Natural-language object grounding data
★ ★ ★ ★
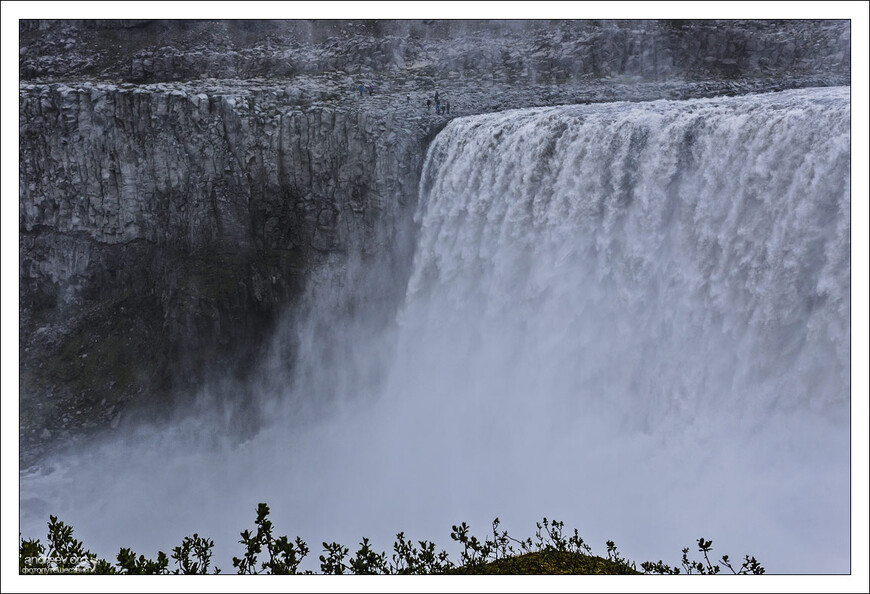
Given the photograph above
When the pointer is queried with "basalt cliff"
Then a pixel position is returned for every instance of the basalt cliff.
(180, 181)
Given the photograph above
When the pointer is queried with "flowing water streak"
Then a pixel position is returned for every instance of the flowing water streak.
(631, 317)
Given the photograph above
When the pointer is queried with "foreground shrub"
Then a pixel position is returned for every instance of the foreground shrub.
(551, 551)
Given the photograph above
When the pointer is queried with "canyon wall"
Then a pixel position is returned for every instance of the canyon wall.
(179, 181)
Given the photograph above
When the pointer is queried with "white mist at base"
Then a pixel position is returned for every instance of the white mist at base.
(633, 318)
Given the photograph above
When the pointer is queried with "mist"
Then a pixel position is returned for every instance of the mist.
★ ★ ★ ★
■ **INSTRUCTIONS TO FOLLOW**
When you retype the records, keep every word exactly as written and exclude the pictures.

■ **EXERCISE RESULT**
Given the photograph above
When the pointer is queried with "basalt cliff"
Then a pixel position is returned for every instance of the basalt cliff.
(180, 181)
Given the photograph above
When the pointer is queried with "flowing water streak"
Then a pixel position is returned for every instance of the flowing water streak.
(631, 317)
Given the photograph above
When the pointer is queried with "foreground shrub"
Then a pixel position is returned for every instance of the foreground shrub.
(551, 551)
Given the photograph above
When the pointer is queried with "canyon wall"
Then a pixel position is returned for every instance of the canyon wall.
(179, 181)
Given the photograph above
When the pointer is queried with "white mist at base"
Then a pixel position is returned for every instance of the white mist at base.
(633, 318)
Given the photograph above
When the pointer is queried with "mist"
Then a pixel position is returned for every instance of the mist.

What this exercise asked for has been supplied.